# Regression

Regression and correlation are similar in that they both involve testing a relationship of two continuous variables rather than testing of means or variances.

Both are used to find out the variables and to the degree the impact the response so that the team can control the key inputs. Controlling these key inputs is necessary to shift the mean and reduce variation of an overall Project "Y".

Regression analysis is a set of statistical processes for estimating the relationships between a dependent variable, often referred to as the "outcome variable" and one or more independent variables often referred to as the "predictors".

Recall that the Correlation coefficient (COC) indicates the amount of linear association that exists between two quantitative variables with a value between -1.0 to 1.0. An example value of -0.2636 indicates a weak negative correlation.

Regression provides an equation describing the nature of relationship such as

y = mx + b

where m is the slope of this equation. This is most commonly used formula but not always the best fit. In this case, m, represents the slope (rise/run or change in Y per change in X). And, b, represents the y-intercept or where the line crosses at x = 0.

Assumption:

Continuous data with interval or ratio measurement level.

Applications:

• Is there a (and quantify) relationship equation between driving speed and fuel consumption?
• Is there a relationship between money spent on commercials and product sales?
• Is there a relationship between training and job performance?
• Predicting the number of items and consumer will probably purchase.
• Analyze call center wait times to the number of complaints.
• Evaluate trends, make estimates, and forecasts (predictions).

Jargon:

Response Variable - dependent, uncontrolled, "Y", output variable, outcome variable.

Regressor Variable(s) - independent, controlled, "X" variables, input variables, which affect the Response. Often called "predictors" or "features"

**Stored rows:**
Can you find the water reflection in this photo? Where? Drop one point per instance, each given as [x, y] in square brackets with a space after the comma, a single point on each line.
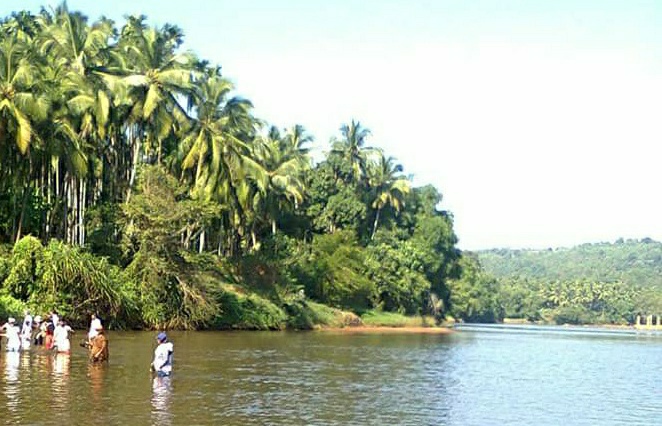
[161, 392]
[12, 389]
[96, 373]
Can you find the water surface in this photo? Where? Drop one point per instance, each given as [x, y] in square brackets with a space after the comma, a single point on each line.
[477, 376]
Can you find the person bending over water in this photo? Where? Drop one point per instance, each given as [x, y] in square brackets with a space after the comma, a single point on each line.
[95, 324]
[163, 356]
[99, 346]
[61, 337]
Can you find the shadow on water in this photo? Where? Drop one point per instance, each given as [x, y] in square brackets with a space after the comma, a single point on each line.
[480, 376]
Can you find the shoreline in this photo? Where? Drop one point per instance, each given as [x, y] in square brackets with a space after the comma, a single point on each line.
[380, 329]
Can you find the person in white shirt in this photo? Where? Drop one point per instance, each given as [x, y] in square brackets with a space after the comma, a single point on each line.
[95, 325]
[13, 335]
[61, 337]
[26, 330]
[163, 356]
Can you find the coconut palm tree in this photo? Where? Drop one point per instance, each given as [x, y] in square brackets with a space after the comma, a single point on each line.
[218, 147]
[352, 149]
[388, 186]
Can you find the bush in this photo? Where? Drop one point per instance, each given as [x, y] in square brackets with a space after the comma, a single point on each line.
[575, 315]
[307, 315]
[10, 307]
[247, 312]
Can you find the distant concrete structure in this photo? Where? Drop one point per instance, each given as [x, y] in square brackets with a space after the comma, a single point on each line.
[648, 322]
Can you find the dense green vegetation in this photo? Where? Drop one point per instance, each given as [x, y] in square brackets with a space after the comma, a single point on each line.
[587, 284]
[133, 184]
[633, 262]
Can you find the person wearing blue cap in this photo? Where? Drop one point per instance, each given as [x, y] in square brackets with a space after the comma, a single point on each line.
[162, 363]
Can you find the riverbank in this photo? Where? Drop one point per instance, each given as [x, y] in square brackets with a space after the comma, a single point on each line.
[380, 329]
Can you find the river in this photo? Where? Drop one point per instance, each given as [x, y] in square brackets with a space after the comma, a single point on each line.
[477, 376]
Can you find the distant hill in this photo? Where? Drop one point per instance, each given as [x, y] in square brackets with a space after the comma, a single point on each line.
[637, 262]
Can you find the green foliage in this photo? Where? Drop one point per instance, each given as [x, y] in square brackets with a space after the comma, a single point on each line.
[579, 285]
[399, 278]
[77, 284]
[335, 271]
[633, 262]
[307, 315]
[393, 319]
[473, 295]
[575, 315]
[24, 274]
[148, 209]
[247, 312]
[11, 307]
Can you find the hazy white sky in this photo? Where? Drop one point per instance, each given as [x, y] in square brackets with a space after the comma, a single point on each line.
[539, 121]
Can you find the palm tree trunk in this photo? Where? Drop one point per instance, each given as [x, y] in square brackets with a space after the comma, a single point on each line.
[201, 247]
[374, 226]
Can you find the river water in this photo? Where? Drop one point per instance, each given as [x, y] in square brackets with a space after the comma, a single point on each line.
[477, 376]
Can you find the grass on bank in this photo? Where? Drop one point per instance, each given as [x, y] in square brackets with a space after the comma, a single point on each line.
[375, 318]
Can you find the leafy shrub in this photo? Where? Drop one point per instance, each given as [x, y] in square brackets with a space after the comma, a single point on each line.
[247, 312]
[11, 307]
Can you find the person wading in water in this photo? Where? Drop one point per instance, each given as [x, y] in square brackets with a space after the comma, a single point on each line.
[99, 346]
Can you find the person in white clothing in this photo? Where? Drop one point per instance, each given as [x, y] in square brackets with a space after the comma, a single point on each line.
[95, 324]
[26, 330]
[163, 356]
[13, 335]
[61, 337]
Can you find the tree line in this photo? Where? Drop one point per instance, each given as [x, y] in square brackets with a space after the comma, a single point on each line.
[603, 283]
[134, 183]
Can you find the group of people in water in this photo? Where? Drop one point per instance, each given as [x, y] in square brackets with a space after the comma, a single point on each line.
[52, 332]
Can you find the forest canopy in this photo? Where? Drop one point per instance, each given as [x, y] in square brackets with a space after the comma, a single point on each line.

**Things to do:**
1 – Answer these questions from the text on regression.
(a) What range of values does the correlation coefficient take?
(b) In the equation y = mx + b, what does b represent?
(c) What assumption does the text list for regression?
2 – Carry on the text on regression from the point where it ends.

**Answers in order:**
1 –
(a) From -1.0 to 1.0.
(b) The y-intercept, where the line crosses at x = 0.
(c) Continuous data with interval or ratio measurement level.

2 –
Noise Variable - input variables that are not controlled

Regression Equation - describes nature of the relationship between independent variables and dependent variable

Residuals - difference between predicted response values and observed response values. These are assessed for normality to ensure the equation is applicable.

There are various types of Regression:

Simple Linear Regression
Single regressor (x) variable such as x1 and model linear with respect to coefficients. This is the most common form of regression analysis.

Multiple Linear Regression
Multiple regressor (x) variables such as x1, x2...xn and model linear with respect to coefficients.

Simple Non-Linear Regression
Single regressor (x) variable such as x and model non-linear with respect to coefficients.

Multiple Non-Linear Regression
Multiple regressor (x) variables such as x1, x2...xn and model nonlinear with respect to coefficients.

## What is R-squared?

R2 refers to quantity of Y variation explained due to model. This represent a % of the variation in "Y" that can be explained by variation in the input variable (remember only testing this one input variable).

R2 = variance explained by the model / total variance

It is possible to have a p-value below 0.05 however the R2 value is also relatively low which indicates there are other inputs and sources of variation (x’s) that should be included in the model.

Typically, larger R2 values represent a regression model that better fits the data (or your observations). However, there are limitations to R2 to be mindful of:

A biased model can have a low or high R2 value. If the R2 value is low, you may still have a good regression model.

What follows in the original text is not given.